Source document
Content starts

Dublin-based KBI Global Investors has published research indicating that, contrary to many headlines, dividends have proven resilient during the covid-19 induced financial crisis.
In its UK Dividend Monitor for 2Q, LINK reported that 176 companies had cancelled pay outs, with 30 more cutting their dividend - this representing three-quarters of all 2Q payers.
Current earnings data being used by companies have a long way to go to reflect reality, with dividends providing a more meaningful barometer, but where there have been dividend cuts, they have come from companies with the weakest balance sheets or have been driven by regulators (as is the case with European banks).
Well over 80% of dividend paying companies in the MSCI World index are making dividend payments which are at least the same or better than at the onset of the pandemic."
By reviewing the direction of the dividend for all 1,600 stocks in the MSCI World Index since the end of February, KBI Global Investors says that 10% of firms reduced their dividends, while 6% suspended payments. At the same time fully 69% made no change to their dividends, with 15% increasing their payments.

Content ends

Tasks
1 > Reproduce the passage of the article on dividend resilience above, from "Current earnings data" to "increasing their payments.".
2 > Continue the article above on dividend resilience during the covid-19 crisis from its last sentence.

Recorded information
Content starts

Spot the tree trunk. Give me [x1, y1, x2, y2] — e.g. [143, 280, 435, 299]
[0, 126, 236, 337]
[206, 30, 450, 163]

Content ends

Answers in order
1 >
Current earnings data being used by companies have a long way to go to reflect reality, with dividends providing a more meaningful barometer, but where there have been dividend cuts, they have come from companies with the weakest balance sheets or have been driven by regulators (as is the case with European banks).
Well over 80% of dividend paying companies in the MSCI World index are making dividend payments which are at least the same or better than at the onset of the pandemic."
By reviewing the direction of the dividend for all 1,600 stocks in the MSCI World Index since the end of February, KBI Global Investors says that 10% of firms reduced their dividends, while 6% suspended payments. At the same time fully 69% made no change to their dividends, with 15% increasing their payments.

2 >
This supports the view that dividends are far more resilient in downturns than investors might expect and can anchor returns when share prices carry a high degree of risk. KBI Global Investors says it prefers to focus on the direction of the dividend rather than the cash paid on the basis that it provides better information about ongoing profitability.
While recent results are made worse by regulation in the banking sector and different sequencing around dividend payments, there are many parallels with the past; KBIGI attributes this to higher starting pay-out ratios, which are harder to sustain when earnings are under pressure.
In more recent times, with earnings in freefall, companies simply have not had the reserves to temporarily shore up dividends. Across all regions, it is notable that most dividend disappointment has come from companies with the weakest balance sheets.
Viewed regionally, the bulk of the cuts have been in Europe, with the UK experiencing the highest number of cuts - 46% of its MSCI listed companies either reducing or suspending dividends. The bulk of the increases meanwhile have been in Japan. While the cultures and reputations of these regions would lead you to expect the opposite, the data shows dividend patterns are always changing, as are the financial metrics that drive them.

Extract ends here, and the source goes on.